7 min read
Data Observability: Monitoring Your Data Pipelines
Data observability extends traditional monitoring to data systems. In 2021, as data pipelines became more complex, observability became essential for reliability. Let’s explore how to implement data observability.
The Five Pillars of Data Observability
- Freshness: Is data up to date?
- Volume: Is the expected amount of data present?
- Schema: Has the schema changed unexpectedly?
- Distribution: Are data values within expected ranges?
- Lineage: Where did this data come from?
Implementing Data Observability
from dataclasses import dataclass, field
from datetime import datetime, timedelta
from typing import Dict, List, Optional
import pandas as pd
import numpy as np
from scipy import stats
@dataclass
class DatasetMetrics:
"""Metrics for a monitored dataset"""
dataset_name: str
timestamp: datetime
row_count: int
column_count: int
freshness_seconds: float
schema_hash: str
column_stats: Dict[str, dict]
anomalies: List[dict] = field(default_factory=list)
class DataObserver:
"""Monitor data for anomalies and issues"""
def __init__(self, baseline_days: int = 30):
self.baseline_days = baseline_days
self.historical_metrics: Dict[str, List[DatasetMetrics]] = {}
def observe(self, df: pd.DataFrame, dataset_name: str) -> DatasetMetrics:
"""Collect metrics for a dataset"""
now = datetime.utcnow()
# Calculate column statistics
column_stats = {}
for col in df.columns:
column_stats[col] = self._calculate_column_stats(df[col])
# Calculate schema hash
schema_hash = self._hash_schema(df)
# Determine freshness (assuming a timestamp column exists)
freshness = self._calculate_freshness(df)
metrics = DatasetMetrics(
dataset_name=dataset_name,
timestamp=now,
row_count=len(df),
column_count=len(df.columns),
freshness_seconds=freshness,
schema_hash=schema_hash,
column_stats=column_stats
)

Provided records:
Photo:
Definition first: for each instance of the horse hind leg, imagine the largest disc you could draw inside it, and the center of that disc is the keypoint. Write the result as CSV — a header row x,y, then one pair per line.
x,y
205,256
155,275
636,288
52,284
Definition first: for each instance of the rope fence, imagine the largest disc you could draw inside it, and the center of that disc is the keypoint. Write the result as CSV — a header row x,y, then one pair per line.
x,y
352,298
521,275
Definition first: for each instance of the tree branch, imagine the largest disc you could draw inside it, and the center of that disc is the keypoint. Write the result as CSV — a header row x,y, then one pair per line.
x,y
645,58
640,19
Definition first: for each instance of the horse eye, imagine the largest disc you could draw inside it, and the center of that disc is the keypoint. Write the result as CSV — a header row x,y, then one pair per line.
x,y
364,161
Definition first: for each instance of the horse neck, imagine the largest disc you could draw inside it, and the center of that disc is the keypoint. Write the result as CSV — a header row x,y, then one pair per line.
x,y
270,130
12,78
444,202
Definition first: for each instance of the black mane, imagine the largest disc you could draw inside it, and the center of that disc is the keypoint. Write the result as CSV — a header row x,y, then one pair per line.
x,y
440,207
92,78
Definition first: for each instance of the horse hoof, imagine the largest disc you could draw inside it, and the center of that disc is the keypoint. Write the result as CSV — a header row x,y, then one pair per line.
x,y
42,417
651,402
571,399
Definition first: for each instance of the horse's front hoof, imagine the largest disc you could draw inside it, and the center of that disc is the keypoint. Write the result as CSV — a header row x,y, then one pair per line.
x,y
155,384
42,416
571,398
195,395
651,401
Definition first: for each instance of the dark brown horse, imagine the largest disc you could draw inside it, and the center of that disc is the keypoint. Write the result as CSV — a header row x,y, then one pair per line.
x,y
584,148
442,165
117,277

Work to do:
A - Answer these about the data observability article:
(i) Which pillar asks where the data came from?
(ii) What default value does `baseline_days` take in the `DataObserver` constructor?
(iii) Which field of `DatasetMetrics` defaults to an empty list?
B - According to the data observability article, why did observability become essential in 2021? Explain in one to three sentences.
C - Write the next part of the data observability article, picking up right after the `DatasetMetrics(...)` object is built in the `observe` method.

Responses per task:
A -
(i) Lineage.
(ii) 30.
(iii) `anomalies`.

B - In 2021, data pipelines became more complex. Because of this, observability became essential for keeping them reliable.

C -
# Detect anomalies
metrics.anomalies = self._detect_anomalies(metrics, dataset_name)
# Store for historical comparison
if dataset_name not in self.historical_metrics:
self.historical_metrics[dataset_name] = []
self.historical_metrics[dataset_name].append(metrics)
return metrics
def _calculate_column_stats(self, series: pd.Series) -> dict:
"""Calculate statistics for a column"""
stats_dict = {
'dtype': str(series.dtype),
'null_count': series.isnull().sum(),
'null_pct': series.isnull().mean(),
'unique_count': series.nunique()
}
if series.dtype in ['int64', 'float64']:
stats_dict.update({
'mean': series.mean(),
'std': series.std(),
'min': series.min(),
'max': series.max(),
'median': series.median(),
'p5': series.quantile(0.05),
'p95': series.quantile(0.95)
})
elif series.dtype == 'object':
value_counts = series.value_counts()
stats_dict.update({
'top_values': value_counts.head(5).to_dict(),
'avg_length': series.str.len().mean() if series.str.len().notna().any() else None
})
return stats_dict
def _hash_schema(self, df: pd.DataFrame) -> str:
"""Create hash of schema for change detection"""
import hashlib
schema_str = str([(col, str(dtype)) for col, dtype in df.dtypes.items()])
return hashlib.md5(schema_str.encode()).hexdigest()
def _calculate_freshness(self, df: pd.DataFrame) -> float:
"""Calculate data freshness in seconds"""
timestamp_cols = df.select_dtypes(include=['datetime64']).columns
if len(timestamp_cols) > 0:
# Use the most recent timestamp
max_timestamp = df[timestamp_cols].max().max()
if pd.notna(max_timestamp):
return (datetime.utcnow() - max_timestamp.to_pydatetime().replace(tzinfo=None)).total_seconds()
return -1 # Unknown freshness
def _detect_anomalies(
self,
current: DatasetMetrics,
dataset_name: str
) -> List[dict]:
"""Detect anomalies compared to historical baseline"""
anomalies = []
history = self.historical_metrics.get(dataset_name, [])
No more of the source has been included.